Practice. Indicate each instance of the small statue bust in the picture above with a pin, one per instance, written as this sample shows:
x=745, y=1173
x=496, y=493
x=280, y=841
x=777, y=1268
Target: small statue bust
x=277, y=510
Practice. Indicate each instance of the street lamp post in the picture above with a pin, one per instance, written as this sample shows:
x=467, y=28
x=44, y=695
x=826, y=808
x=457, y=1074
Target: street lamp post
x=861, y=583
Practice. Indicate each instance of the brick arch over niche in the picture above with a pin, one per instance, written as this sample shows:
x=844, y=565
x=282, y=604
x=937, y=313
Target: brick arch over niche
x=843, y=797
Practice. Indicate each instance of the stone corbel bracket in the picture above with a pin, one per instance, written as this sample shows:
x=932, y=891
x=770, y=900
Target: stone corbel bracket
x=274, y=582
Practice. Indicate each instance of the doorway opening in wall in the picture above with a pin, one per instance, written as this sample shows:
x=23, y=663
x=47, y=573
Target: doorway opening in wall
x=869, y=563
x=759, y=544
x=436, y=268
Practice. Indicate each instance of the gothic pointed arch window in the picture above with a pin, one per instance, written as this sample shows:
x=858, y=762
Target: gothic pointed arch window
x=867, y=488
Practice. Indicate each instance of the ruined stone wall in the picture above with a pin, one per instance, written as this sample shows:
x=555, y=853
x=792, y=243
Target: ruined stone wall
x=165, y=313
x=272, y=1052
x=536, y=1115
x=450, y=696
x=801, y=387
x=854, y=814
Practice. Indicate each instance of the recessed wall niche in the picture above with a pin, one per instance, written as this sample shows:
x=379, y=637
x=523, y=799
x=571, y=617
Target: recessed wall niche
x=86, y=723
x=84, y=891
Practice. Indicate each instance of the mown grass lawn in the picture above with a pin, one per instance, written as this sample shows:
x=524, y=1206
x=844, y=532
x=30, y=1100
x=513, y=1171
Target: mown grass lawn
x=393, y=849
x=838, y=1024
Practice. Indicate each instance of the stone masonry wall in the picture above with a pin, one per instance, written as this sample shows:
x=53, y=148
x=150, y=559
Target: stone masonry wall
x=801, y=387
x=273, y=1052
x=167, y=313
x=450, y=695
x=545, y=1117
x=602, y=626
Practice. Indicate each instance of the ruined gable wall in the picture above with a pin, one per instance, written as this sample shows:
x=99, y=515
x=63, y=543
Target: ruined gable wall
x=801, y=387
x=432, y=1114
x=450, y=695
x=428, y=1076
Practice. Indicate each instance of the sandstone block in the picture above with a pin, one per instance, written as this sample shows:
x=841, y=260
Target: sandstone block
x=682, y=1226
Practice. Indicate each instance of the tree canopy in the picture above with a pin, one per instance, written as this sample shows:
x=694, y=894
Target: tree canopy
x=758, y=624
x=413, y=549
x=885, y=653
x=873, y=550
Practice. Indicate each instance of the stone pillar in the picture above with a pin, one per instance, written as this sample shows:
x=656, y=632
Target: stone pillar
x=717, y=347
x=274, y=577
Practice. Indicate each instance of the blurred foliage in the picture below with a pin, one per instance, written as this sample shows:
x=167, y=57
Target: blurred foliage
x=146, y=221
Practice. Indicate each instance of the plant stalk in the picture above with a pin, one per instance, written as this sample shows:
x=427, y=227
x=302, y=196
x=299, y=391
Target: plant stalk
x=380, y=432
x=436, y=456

☆ ☆ ☆ ☆ ☆ ☆ ☆

## Directions
Reproduce all of the material above, swapping "pin" for "marker" wherever it occurs and keeping every other character as it is.

## Task answer
Practice. Indicate each instance of the small statue bust in the picture above with a marker, one per instance, written as this sample shows:
x=745, y=1173
x=496, y=493
x=280, y=841
x=777, y=1268
Target: small statue bust
x=277, y=510
Practice. Indicate each instance of the street lamp post in the picture above with a marker, one per instance, written as this sample shows:
x=467, y=28
x=44, y=695
x=826, y=808
x=457, y=1074
Target: street lamp post
x=861, y=583
Practice. Indicate each instance of the brick arch over niche in the picture above with a marker, one per instance, written as this sample shows:
x=844, y=565
x=282, y=604
x=937, y=313
Target: brick arch over niche
x=843, y=797
Practice. Indicate each instance of the stone corbel bracket in the picture above with a marker, one per instance, written as this sample shows:
x=932, y=891
x=770, y=900
Target: stone corbel bracket
x=274, y=582
Practice. Indicate each instance of the doorway opening in wall in the picture above with a marker, one per instance, written as this sample shows:
x=23, y=663
x=47, y=573
Target: doorway opening in wall
x=869, y=563
x=759, y=544
x=436, y=268
Practice. Indicate each instance of the gothic pointed arch window in the picture above with a marker, one per instance, written as this sample shows:
x=858, y=762
Target: gothic pointed arch window
x=867, y=488
Practice. Indicate each instance of the ruined stone wall in the picture above with a marker, one per instance, written as this sample shows:
x=555, y=853
x=792, y=243
Target: ruined stone wall
x=165, y=313
x=272, y=1052
x=536, y=1115
x=450, y=696
x=801, y=387
x=854, y=814
Practice. Indicate each instance of the recessed wall niche in the picture above with a marker, one per instance, written as this sample shows:
x=379, y=637
x=523, y=799
x=571, y=617
Target: recessed wall niche
x=86, y=723
x=84, y=891
Practice. Indicate each instance of the mown grass lawn in the picture above with a marker, one per instance, written as this sample shows:
x=524, y=1206
x=844, y=532
x=30, y=1100
x=513, y=1171
Target: mown grass lawn
x=393, y=849
x=838, y=1024
Practice. Indicate each instance of the stone masonry wall in the picture above with a marker, one per instance, written as this sample shows:
x=53, y=148
x=150, y=559
Target: stone masonry wall
x=801, y=387
x=273, y=1052
x=167, y=313
x=450, y=695
x=545, y=1117
x=602, y=626
Practice. Indicate each instance of the ruined gable wall in the picture above with a marker, one per instance, written as this sample shows:
x=99, y=515
x=63, y=543
Target: ruined gable wall
x=801, y=387
x=432, y=1114
x=450, y=695
x=428, y=1076
Practice. Indicate each instance of the sandstone block in the picture above with a marker, one per instance, written as this sample shows:
x=841, y=260
Target: sandstone block
x=682, y=1226
Practice. Indicate each instance of the tree canopy in the picture above with a marker, one per instance, written as this sample shows:
x=694, y=894
Target: tree canopy
x=758, y=624
x=413, y=549
x=885, y=653
x=873, y=550
Practice. Indicate each instance of the stone pillar in the picture above with a marker, one per instance, written as this sample shows:
x=656, y=632
Target: stone pillar
x=717, y=347
x=274, y=577
Practice. Indicate each instance of the blurred foliage in the picture below with a marker, one per instance, written as this sample shows:
x=167, y=57
Target: blurred foliage
x=146, y=221
Practice. Indicate each instance of the plant stalk in the picture above with a marker, one per instance, written as this sample shows:
x=427, y=227
x=302, y=196
x=299, y=391
Target: plant stalk
x=380, y=432
x=436, y=456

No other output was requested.